▸ **Problem requirements**
Omit all images, then return the remaining material exactly as it stands.
++++ Material provided
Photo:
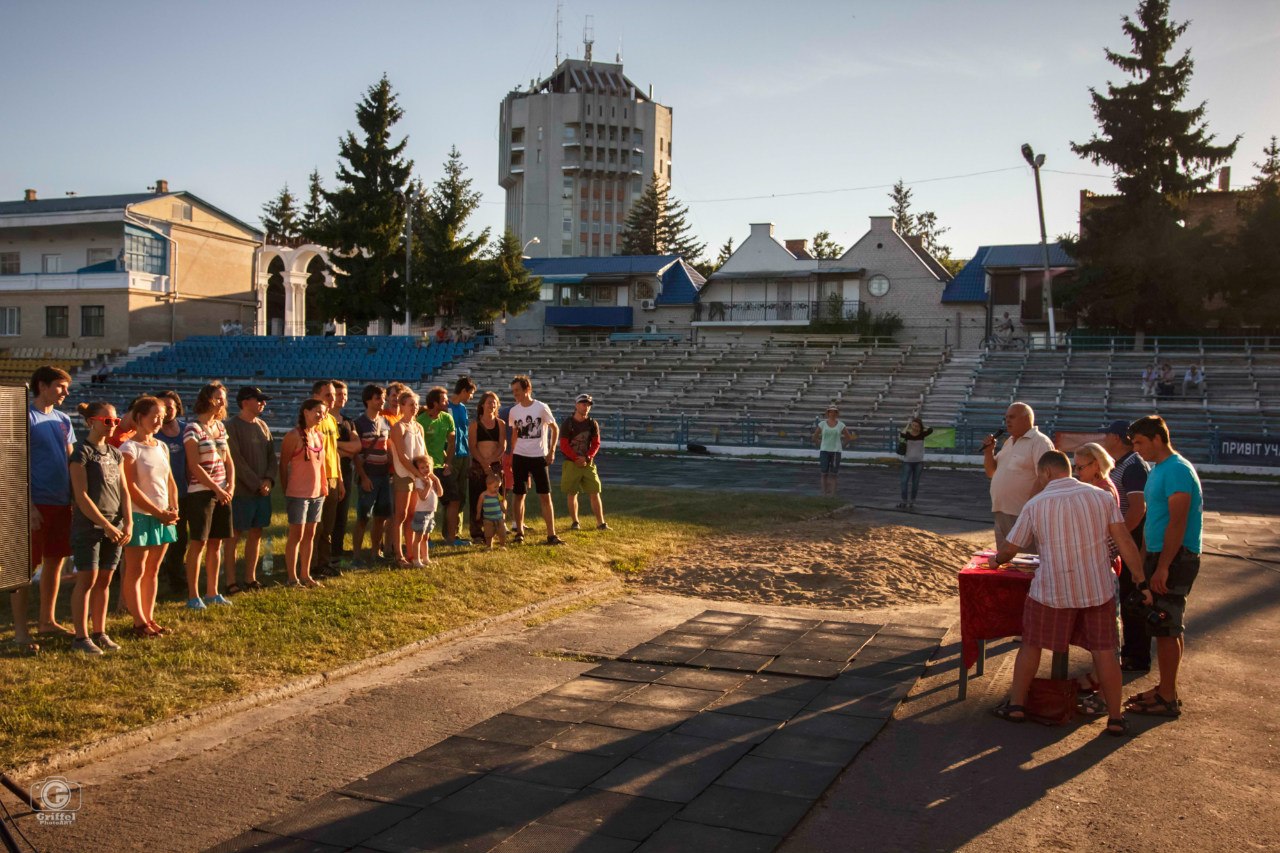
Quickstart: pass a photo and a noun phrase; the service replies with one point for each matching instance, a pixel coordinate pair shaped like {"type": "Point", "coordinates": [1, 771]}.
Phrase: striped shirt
{"type": "Point", "coordinates": [211, 446]}
{"type": "Point", "coordinates": [1069, 521]}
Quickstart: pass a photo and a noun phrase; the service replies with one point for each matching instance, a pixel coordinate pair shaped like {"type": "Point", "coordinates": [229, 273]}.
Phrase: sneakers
{"type": "Point", "coordinates": [105, 643]}
{"type": "Point", "coordinates": [86, 646]}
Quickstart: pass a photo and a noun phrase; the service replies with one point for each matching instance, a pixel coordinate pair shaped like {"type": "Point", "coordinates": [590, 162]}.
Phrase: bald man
{"type": "Point", "coordinates": [1013, 470]}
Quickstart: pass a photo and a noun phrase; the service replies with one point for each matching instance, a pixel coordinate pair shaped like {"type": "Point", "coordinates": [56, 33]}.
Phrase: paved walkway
{"type": "Point", "coordinates": [716, 735]}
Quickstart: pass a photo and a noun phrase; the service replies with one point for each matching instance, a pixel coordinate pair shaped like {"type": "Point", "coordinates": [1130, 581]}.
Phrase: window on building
{"type": "Point", "coordinates": [95, 256]}
{"type": "Point", "coordinates": [144, 252]}
{"type": "Point", "coordinates": [55, 322]}
{"type": "Point", "coordinates": [92, 320]}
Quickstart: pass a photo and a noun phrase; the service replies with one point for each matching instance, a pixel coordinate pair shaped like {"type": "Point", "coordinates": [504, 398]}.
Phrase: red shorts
{"type": "Point", "coordinates": [1057, 628]}
{"type": "Point", "coordinates": [54, 537]}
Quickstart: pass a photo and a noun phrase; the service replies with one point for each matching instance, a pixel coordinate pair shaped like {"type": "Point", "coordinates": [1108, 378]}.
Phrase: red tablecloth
{"type": "Point", "coordinates": [991, 606]}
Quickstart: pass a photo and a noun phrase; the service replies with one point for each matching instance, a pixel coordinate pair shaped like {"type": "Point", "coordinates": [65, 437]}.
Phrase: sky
{"type": "Point", "coordinates": [801, 114]}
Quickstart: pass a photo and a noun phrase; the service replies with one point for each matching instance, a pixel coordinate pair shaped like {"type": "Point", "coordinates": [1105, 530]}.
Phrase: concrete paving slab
{"type": "Point", "coordinates": [682, 836]}
{"type": "Point", "coordinates": [538, 838]}
{"type": "Point", "coordinates": [602, 740]}
{"type": "Point", "coordinates": [338, 820]}
{"type": "Point", "coordinates": [411, 783]}
{"type": "Point", "coordinates": [750, 811]}
{"type": "Point", "coordinates": [606, 812]}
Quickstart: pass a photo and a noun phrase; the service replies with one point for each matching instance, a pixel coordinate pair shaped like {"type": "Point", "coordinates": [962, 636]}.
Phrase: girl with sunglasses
{"type": "Point", "coordinates": [101, 523]}
{"type": "Point", "coordinates": [154, 496]}
{"type": "Point", "coordinates": [305, 488]}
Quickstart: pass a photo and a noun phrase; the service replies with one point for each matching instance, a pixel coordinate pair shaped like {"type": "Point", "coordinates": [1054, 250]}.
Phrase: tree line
{"type": "Point", "coordinates": [455, 273]}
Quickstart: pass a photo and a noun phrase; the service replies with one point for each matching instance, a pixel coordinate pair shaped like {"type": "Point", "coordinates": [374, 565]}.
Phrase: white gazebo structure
{"type": "Point", "coordinates": [282, 279]}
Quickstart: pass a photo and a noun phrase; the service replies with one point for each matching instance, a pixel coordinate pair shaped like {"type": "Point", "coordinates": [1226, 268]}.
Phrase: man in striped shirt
{"type": "Point", "coordinates": [1072, 600]}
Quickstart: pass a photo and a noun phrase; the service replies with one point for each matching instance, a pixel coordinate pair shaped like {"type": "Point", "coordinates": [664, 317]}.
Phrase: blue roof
{"type": "Point", "coordinates": [1027, 255]}
{"type": "Point", "coordinates": [607, 265]}
{"type": "Point", "coordinates": [680, 282]}
{"type": "Point", "coordinates": [970, 283]}
{"type": "Point", "coordinates": [76, 204]}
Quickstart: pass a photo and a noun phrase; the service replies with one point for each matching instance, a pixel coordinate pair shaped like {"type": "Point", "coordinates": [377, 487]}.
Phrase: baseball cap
{"type": "Point", "coordinates": [1118, 428]}
{"type": "Point", "coordinates": [251, 392]}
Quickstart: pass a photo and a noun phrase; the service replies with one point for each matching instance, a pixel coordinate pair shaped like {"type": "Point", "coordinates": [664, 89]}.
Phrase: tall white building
{"type": "Point", "coordinates": [577, 149]}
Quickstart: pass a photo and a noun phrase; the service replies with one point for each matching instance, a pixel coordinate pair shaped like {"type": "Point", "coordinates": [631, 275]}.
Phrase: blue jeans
{"type": "Point", "coordinates": [912, 474]}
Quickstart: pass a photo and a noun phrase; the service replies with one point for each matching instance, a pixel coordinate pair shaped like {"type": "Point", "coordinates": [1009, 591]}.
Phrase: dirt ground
{"type": "Point", "coordinates": [827, 562]}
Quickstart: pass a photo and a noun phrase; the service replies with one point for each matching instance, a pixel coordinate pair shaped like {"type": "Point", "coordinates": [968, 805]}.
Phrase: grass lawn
{"type": "Point", "coordinates": [60, 699]}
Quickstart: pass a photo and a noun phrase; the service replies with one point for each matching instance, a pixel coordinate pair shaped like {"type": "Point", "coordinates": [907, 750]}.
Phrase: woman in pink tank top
{"type": "Point", "coordinates": [305, 489]}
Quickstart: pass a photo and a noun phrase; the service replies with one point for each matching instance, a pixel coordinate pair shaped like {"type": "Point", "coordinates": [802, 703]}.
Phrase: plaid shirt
{"type": "Point", "coordinates": [1069, 520]}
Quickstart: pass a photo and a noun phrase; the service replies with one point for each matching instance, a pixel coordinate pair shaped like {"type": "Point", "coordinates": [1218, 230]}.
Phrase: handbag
{"type": "Point", "coordinates": [1051, 701]}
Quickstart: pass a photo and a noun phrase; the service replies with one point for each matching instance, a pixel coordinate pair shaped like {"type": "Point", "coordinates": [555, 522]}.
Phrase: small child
{"type": "Point", "coordinates": [426, 492]}
{"type": "Point", "coordinates": [490, 509]}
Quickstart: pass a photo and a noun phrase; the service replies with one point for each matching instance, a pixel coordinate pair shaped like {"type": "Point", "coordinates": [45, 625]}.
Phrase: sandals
{"type": "Point", "coordinates": [1091, 705]}
{"type": "Point", "coordinates": [1006, 712]}
{"type": "Point", "coordinates": [1116, 726]}
{"type": "Point", "coordinates": [1157, 706]}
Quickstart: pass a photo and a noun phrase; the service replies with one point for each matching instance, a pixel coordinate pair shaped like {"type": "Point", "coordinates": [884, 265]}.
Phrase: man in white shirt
++++++++
▸ **The completed task**
Photo:
Quickstart: pass a photo and a noun phrase; the service replies with one point for each matching instance, a pixel coordinate pair shaped like {"type": "Point", "coordinates": [1, 771]}.
Phrase: striped shirt
{"type": "Point", "coordinates": [211, 446]}
{"type": "Point", "coordinates": [1069, 521]}
Quickstart: pass a photo and a noun phrase; the service replies with one point for each matching instance, a pixel coordinate pair shaped like {"type": "Point", "coordinates": [229, 273]}.
Phrase: sneakers
{"type": "Point", "coordinates": [105, 643]}
{"type": "Point", "coordinates": [86, 646]}
Quickstart: pass a photo and a noun phrase; the service replies with one point for each matching instance, a pixel coordinate pair shaped like {"type": "Point", "coordinates": [590, 162]}.
Phrase: bald man
{"type": "Point", "coordinates": [1013, 470]}
Quickstart: pass a photo and a noun phrase; the service replies with one point for each matching instance, a pixel coordinate pair shaped like {"type": "Point", "coordinates": [56, 33]}.
Phrase: paved walkway
{"type": "Point", "coordinates": [716, 735]}
Quickstart: pass a photo and a noun phrase; the service replies with one point for each matching instance, a pixel coordinate pair shaped like {"type": "Point", "coordinates": [1130, 581]}.
Phrase: window on building
{"type": "Point", "coordinates": [95, 256]}
{"type": "Point", "coordinates": [144, 252]}
{"type": "Point", "coordinates": [55, 322]}
{"type": "Point", "coordinates": [92, 320]}
Quickstart: pass a photo and a noun phrase; the service replies with one point for each matching instance, a pixel coordinate pair shaped like {"type": "Point", "coordinates": [504, 398]}.
Phrase: red shorts
{"type": "Point", "coordinates": [1057, 628]}
{"type": "Point", "coordinates": [54, 537]}
Quickstart: pass a photo and a noun phrase; the service replies with one point for each matching instance, a pixel coordinate pair shaped like {"type": "Point", "coordinates": [1108, 378]}.
Phrase: red tablecloth
{"type": "Point", "coordinates": [991, 606]}
Quickstart: pass a photo and a noun phrase; the service replies with one point for each matching instance, a pixel coordinate pair shaped like {"type": "Point", "coordinates": [65, 437]}.
Phrase: sky
{"type": "Point", "coordinates": [801, 114]}
Quickstart: pass a photo and a noun phrase; the service replies with one point for each matching instance, a pixel coordinate pair shaped like {"type": "Point", "coordinates": [1105, 530]}.
Phrase: concrete paving slab
{"type": "Point", "coordinates": [682, 836]}
{"type": "Point", "coordinates": [538, 838]}
{"type": "Point", "coordinates": [602, 740]}
{"type": "Point", "coordinates": [338, 820]}
{"type": "Point", "coordinates": [411, 783]}
{"type": "Point", "coordinates": [750, 811]}
{"type": "Point", "coordinates": [606, 812]}
Quickstart: pass a photo and a noun phrase; the service replies with one point for each matching instance, a pixel coordinate pair shaped like {"type": "Point", "coordinates": [962, 636]}.
Phrase: girl with sunglasses
{"type": "Point", "coordinates": [101, 523]}
{"type": "Point", "coordinates": [154, 496]}
{"type": "Point", "coordinates": [305, 488]}
Quickstart: pass a photo and a noun phrase; the service replies with one point for each matching instance, a pixel coordinate pair shaped like {"type": "Point", "coordinates": [1054, 250]}.
Phrase: tree line
{"type": "Point", "coordinates": [455, 273]}
Quickstart: pass a photo and a noun phrase; the service replies with one point for each matching instance, a pixel coordinate pair shaped like {"type": "Point", "coordinates": [374, 565]}.
Phrase: white gazebo structure
{"type": "Point", "coordinates": [282, 279]}
Quickstart: pass a photo and a noun phrase; the service replies with one point for each matching instance, a pixel coordinate pair shaped like {"type": "Point", "coordinates": [1226, 268]}.
Phrase: man in striped shirt
{"type": "Point", "coordinates": [1072, 600]}
Quickstart: pass a photo and a noun phrase; the service replies with one point for each matching instance, a pixel coordinate pair shaped like {"type": "Point", "coordinates": [664, 317]}.
Phrase: blue roof
{"type": "Point", "coordinates": [1027, 255]}
{"type": "Point", "coordinates": [607, 265]}
{"type": "Point", "coordinates": [680, 282]}
{"type": "Point", "coordinates": [970, 283]}
{"type": "Point", "coordinates": [76, 204]}
Quickstart: pass a photo and a noun phrase; the service replies with one point for each matching instance, a pixel coordinate pair shaped like {"type": "Point", "coordinates": [377, 487]}.
Phrase: baseball cap
{"type": "Point", "coordinates": [1118, 428]}
{"type": "Point", "coordinates": [251, 392]}
Quickstart: pass a photo and a noun phrase; the service replies with one point for each matching instance, a pixel coordinate pair shaped like {"type": "Point", "coordinates": [664, 89]}.
Phrase: tall white building
{"type": "Point", "coordinates": [577, 149]}
Quickstart: pass a photo and a noun phrase; the service replies with one point for each matching instance, a pixel coordinate pair shaped like {"type": "Point", "coordinates": [631, 275]}.
Phrase: blue jeans
{"type": "Point", "coordinates": [912, 474]}
Quickstart: pass a photo and a noun phrase; the service replies with one point for each matching instance, a pixel coordinate pair shaped like {"type": "Point", "coordinates": [1009, 591]}.
Phrase: dirt ground
{"type": "Point", "coordinates": [827, 562]}
Quickstart: pass a photo and a noun phrase; the service replies with one point for each matching instance, a pixel coordinate pair shaped like {"type": "Point", "coordinates": [968, 805]}.
Phrase: grass lawn
{"type": "Point", "coordinates": [60, 699]}
Quickstart: pass a photo and a noun phrase; the service replies with one point for each matching instance, a pixel coordinate pair shaped like {"type": "Point", "coordinates": [907, 750]}.
Phrase: woman in pink tank top
{"type": "Point", "coordinates": [305, 489]}
Quickstart: pass a photo and a noun phrase; the service replies with one point for each matching instance, a pixel coordinate pair shaped like {"type": "Point", "coordinates": [802, 703]}.
Phrase: plaid shirt
{"type": "Point", "coordinates": [1069, 520]}
Quickstart: pass a photo and a noun phrase; the service replies with one point for each matching instance, a pixel coordinate pair shaped like {"type": "Point", "coordinates": [1218, 230]}.
Phrase: handbag
{"type": "Point", "coordinates": [1051, 701]}
Quickstart: pass a photo and a noun phrase; the service replies with one point for each matching instance, a pixel coordinate pair shaped like {"type": "Point", "coordinates": [555, 522]}.
Phrase: small child
{"type": "Point", "coordinates": [426, 492]}
{"type": "Point", "coordinates": [490, 509]}
Quickstart: pass a photo and a noun phrase; the service replies with one point for each matching instance, a pixel coordinate pair shaped like {"type": "Point", "coordinates": [45, 625]}.
Phrase: sandals
{"type": "Point", "coordinates": [1091, 705]}
{"type": "Point", "coordinates": [1006, 712]}
{"type": "Point", "coordinates": [1116, 726]}
{"type": "Point", "coordinates": [1157, 706]}
Quickstart: pass a photo and a noun phrase; the service replies with one point for each matching instance, a pixel coordinate pair shaped like {"type": "Point", "coordinates": [884, 265]}.
Phrase: man in white shirt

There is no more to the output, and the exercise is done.